- THE TASK
Output every entry exactly as written.

- DATASET EXCERPTS

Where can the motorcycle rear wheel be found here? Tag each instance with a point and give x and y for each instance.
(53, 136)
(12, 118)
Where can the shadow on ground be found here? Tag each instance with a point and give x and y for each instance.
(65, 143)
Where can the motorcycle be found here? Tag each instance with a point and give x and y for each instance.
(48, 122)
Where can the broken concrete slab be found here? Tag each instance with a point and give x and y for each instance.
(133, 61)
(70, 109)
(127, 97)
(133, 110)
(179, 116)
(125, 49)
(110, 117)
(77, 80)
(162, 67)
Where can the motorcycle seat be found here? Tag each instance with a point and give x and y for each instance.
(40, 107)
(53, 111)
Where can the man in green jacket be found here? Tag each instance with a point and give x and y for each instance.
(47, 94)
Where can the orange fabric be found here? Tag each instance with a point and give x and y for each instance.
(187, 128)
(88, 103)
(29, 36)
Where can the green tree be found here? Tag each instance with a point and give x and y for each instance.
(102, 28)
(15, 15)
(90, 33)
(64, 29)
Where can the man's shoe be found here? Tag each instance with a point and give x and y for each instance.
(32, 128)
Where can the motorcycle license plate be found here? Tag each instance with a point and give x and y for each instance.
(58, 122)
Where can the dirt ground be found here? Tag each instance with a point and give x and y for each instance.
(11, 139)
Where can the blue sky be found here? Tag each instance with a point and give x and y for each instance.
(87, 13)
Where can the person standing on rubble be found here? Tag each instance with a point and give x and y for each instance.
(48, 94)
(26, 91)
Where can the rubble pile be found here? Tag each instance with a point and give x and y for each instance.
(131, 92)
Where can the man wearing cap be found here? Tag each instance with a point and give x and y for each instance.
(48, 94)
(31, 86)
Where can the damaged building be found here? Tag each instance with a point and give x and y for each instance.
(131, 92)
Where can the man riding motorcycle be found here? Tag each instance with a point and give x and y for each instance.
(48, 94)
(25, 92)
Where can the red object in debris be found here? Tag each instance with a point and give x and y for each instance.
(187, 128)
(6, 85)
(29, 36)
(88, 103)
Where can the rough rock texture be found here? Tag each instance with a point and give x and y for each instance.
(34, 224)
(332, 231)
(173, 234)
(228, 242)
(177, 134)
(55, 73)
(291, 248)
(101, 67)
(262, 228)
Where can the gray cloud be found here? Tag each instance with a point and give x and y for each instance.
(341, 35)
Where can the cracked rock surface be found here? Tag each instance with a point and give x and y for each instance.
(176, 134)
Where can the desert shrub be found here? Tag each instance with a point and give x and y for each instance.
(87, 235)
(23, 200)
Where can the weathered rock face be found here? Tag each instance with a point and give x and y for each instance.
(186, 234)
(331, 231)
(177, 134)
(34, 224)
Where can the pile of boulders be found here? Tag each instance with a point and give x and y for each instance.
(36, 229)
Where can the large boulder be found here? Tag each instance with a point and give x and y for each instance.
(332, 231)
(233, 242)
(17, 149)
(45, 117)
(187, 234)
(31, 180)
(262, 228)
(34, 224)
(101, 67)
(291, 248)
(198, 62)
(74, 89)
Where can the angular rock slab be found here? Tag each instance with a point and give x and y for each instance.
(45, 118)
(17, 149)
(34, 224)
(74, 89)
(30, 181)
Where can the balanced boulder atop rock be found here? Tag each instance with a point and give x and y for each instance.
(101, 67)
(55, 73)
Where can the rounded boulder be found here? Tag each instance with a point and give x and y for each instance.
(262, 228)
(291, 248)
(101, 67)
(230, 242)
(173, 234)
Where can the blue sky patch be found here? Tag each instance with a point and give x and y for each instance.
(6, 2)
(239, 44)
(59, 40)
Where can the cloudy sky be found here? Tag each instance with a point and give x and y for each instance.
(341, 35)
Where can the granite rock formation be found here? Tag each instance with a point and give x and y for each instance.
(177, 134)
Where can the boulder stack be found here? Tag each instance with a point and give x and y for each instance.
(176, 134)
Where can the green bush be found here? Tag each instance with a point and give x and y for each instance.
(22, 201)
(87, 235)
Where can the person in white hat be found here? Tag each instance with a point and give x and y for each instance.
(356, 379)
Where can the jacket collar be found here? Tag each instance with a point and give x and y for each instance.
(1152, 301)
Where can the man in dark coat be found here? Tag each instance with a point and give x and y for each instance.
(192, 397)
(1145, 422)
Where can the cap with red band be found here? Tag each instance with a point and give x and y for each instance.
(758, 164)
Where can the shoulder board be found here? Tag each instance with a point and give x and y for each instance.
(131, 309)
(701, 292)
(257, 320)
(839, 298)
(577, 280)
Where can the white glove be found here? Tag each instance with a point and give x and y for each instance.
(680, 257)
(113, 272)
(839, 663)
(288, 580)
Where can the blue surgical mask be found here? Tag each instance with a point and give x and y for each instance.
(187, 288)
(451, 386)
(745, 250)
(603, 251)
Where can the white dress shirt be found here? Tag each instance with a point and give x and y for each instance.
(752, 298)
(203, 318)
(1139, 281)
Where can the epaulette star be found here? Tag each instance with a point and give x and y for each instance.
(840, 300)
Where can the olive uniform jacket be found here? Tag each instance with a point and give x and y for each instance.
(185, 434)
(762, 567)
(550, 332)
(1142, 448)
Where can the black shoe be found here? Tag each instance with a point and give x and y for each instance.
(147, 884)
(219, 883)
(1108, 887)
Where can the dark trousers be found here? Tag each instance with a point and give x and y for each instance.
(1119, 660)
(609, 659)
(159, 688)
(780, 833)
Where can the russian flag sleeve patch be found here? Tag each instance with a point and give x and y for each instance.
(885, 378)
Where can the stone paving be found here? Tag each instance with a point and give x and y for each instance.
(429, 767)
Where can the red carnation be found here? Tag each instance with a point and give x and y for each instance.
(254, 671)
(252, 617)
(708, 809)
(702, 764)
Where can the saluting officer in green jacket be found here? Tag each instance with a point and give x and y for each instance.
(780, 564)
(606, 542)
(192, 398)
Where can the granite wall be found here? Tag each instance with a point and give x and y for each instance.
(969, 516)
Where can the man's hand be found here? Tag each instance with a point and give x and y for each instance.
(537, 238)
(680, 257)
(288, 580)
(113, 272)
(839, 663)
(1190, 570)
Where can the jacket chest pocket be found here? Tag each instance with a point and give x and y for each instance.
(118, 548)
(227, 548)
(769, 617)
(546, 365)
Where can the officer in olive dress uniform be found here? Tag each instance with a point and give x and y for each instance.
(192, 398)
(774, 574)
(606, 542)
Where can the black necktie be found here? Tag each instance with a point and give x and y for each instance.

- EXPECTED ANSWER
Where can the motorcycle rear wheel be found here? Tag each instance with a point and give x and y for each instance.
(53, 136)
(12, 118)
Where can the shadow on ground be found here? Tag each instance with a point and give x and y for each instance.
(65, 143)
Where can the motorcycle be found here? Tag each instance with a point and give x and y for each instance.
(48, 122)
Where can the broken concrete slab be found here? Tag each instance with a point and give x and y for each instance.
(133, 61)
(70, 109)
(127, 97)
(133, 110)
(179, 116)
(125, 49)
(110, 117)
(77, 80)
(162, 67)
Where can the motorcycle seat be found here? Tag each instance with a point and give x and y for each instance.
(40, 107)
(53, 111)
Where can the man in green jacket be found here? Tag each instance with a point and give x and y for each instance.
(47, 94)
Where can the orange fabric be found here? Tag each instance with a point and give x and y for each instance.
(187, 128)
(88, 103)
(29, 36)
Where can the green tree be found here? Tag each instance with a point and give x and y for each instance.
(102, 28)
(15, 15)
(90, 33)
(64, 29)
Where can the man's shoe be found here? Tag each instance with a point and give x and y for each instance.
(32, 128)
Where can the motorcycle license plate be found here? Tag each instance with a point and give x and y for each instance.
(58, 122)
Where can the dirt ground be found here? Tag each instance with a point and give x and y for each instance.
(11, 139)
Where can the blue sky be found here? Tag each instance with a point and give x and y for each instance.
(87, 13)
Where can the person standing on rubble be found here? Tag each instance with a point and give x and y for each instance.
(48, 94)
(26, 91)
Where can the rubble pile be found here? Tag each instance with a point and give x and y for each instance.
(131, 92)
Where can the man wearing cap be found here? Tag each instance with a point and give x and y for each instance.
(48, 94)
(31, 86)
Where can the damaged building be found here? Tag each instance with a point and give x and y for each instance.
(131, 92)
Where can the man riding motorcycle be found here? Tag each instance with a point and give x and y for each instance.
(48, 94)
(25, 92)
Where can the red object in debris be found here? Tag each instance with a point and give x and y for each instance.
(187, 128)
(6, 85)
(29, 36)
(88, 103)
Where can the rough rock texture be found here? Tag each instance with a point and give x and y for each instance.
(34, 224)
(332, 231)
(173, 234)
(228, 242)
(177, 134)
(55, 73)
(291, 248)
(101, 67)
(262, 228)
Where can the gray cloud be found here? Tag each instance with a point and give x and y for each instance.
(341, 35)
Where can the cracked rock surface be found here? Tag each instance with a point and give x and y for each instance.
(176, 134)
Where can the desert shrub be found here? Tag each instance with a point and give x and y for each instance.
(87, 235)
(23, 200)
Where can the weathered rock face be found here? Tag each instance with a point and give x and y for each instance.
(186, 234)
(331, 231)
(177, 134)
(34, 224)
Where can the pile of boulders be found here? Tag each instance with a point and give x and y for each instance.
(36, 229)
Where can the large boulder be found here? Tag each instance with a point and give x and y for each instance.
(332, 231)
(233, 242)
(17, 149)
(45, 117)
(187, 234)
(31, 180)
(262, 228)
(34, 224)
(101, 67)
(291, 248)
(198, 62)
(74, 89)
Where can the angular rock slab be found here? Tag each instance with a point and give x and y for each instance.
(45, 118)
(17, 149)
(34, 224)
(74, 89)
(30, 181)
Where can the balanced boulder atop rock be found here? Tag each instance with a point and give x and y for each instance.
(101, 67)
(55, 73)
Where can the rounded boulder be found here? Tag each instance with a point and give x and y for each instance.
(262, 228)
(291, 248)
(101, 67)
(230, 242)
(173, 234)
Where can the blue sky patch be found here? Tag each instance with a point and give x and y for each instance.
(6, 2)
(239, 44)
(59, 40)
Where can the cloudy sky be found here? Tag each instance with a point and give x and y for each instance.
(341, 35)
Where can the granite rock formation be found here? Tag each instance with a point and give x and y for each instance.
(177, 134)
Where can the boulder stack be found here? Tag each instance with a point and give x and y for each instance.
(176, 134)
Where can the green bush be found here? Tag each instance with a point and give x and y for each instance.
(22, 201)
(87, 235)
Where can the person in white hat be found here? Tag each instance with a point and give x and y for each instance.
(356, 379)
Where can the jacket collar be found here? Tag each instance with a point and give x and y for each instance.
(1152, 301)
Where can the man in dark coat be found here? Tag each instance with a point and give x and y for each instance.
(192, 397)
(1145, 422)
Where can the cap with red band be found here? Tag each instance with a point and give x and y for each instance.
(758, 164)
Where can the shoulder board be found here? Tag each instance with a point and give x and y for each instance.
(131, 309)
(701, 292)
(257, 320)
(839, 298)
(577, 280)
Where can the white glove be found here? Tag each instance with a point and give x and y for each instance.
(680, 257)
(113, 272)
(839, 663)
(288, 580)
Where can the blue surgical mask be found here? Tag each instance with a point and give x and y for each instance.
(187, 288)
(451, 386)
(745, 250)
(603, 251)
Where can the white dress shirt be found here? Tag each instance with a point and give x and y for each instance.
(752, 298)
(203, 318)
(1139, 281)
Where can the epaulette star be found here? Tag each instance with a point and give x and y for each instance.
(840, 300)
Where can the olive uniform jacket be found here? Tag each instance with a point and give x and y for each instance.
(185, 434)
(762, 567)
(550, 332)
(1142, 448)
Where can the black shoe be found here? Tag each instance with a point and give x and y for each instance.
(147, 884)
(219, 883)
(1108, 887)
Where can the dark trousers be found here? Tag each instance with a point and give x and y for each instance.
(1119, 660)
(609, 659)
(159, 688)
(780, 833)
Where can the russian flag sleeve patch be found here? Tag each instance with a point and give x and y for each instance.
(885, 378)
Where can the stone paving be found here? Tag each instance with a point and give x and y for each instance.
(429, 767)
Where can the red carnation be found here? Tag each instance with a point and give x and y for each instance.
(254, 671)
(252, 617)
(708, 809)
(702, 764)
Where can the saluting officer in green jacket be found here? Tag each instance with a point and give x and y for each instance.
(780, 564)
(606, 542)
(192, 398)
Where can the granite wall be found here? Tag each instance with a point and give x and y for each instance.
(969, 516)
Where can the man's hand be found here? Tag each instance with a point and give x and y for each instance.
(537, 238)
(680, 257)
(288, 580)
(113, 272)
(839, 663)
(1190, 570)
Where can the jacket chest pocket be found here? Tag each instance with a point and give x and y for each instance.
(118, 548)
(227, 548)
(769, 617)
(546, 365)
Where can the officer in olive dress uniform be found here? Tag each instance with a point and give x and y for each instance.
(192, 398)
(774, 574)
(606, 542)
Where can the black necktie be found here? Tag each instance with a point and give x and y for each instance.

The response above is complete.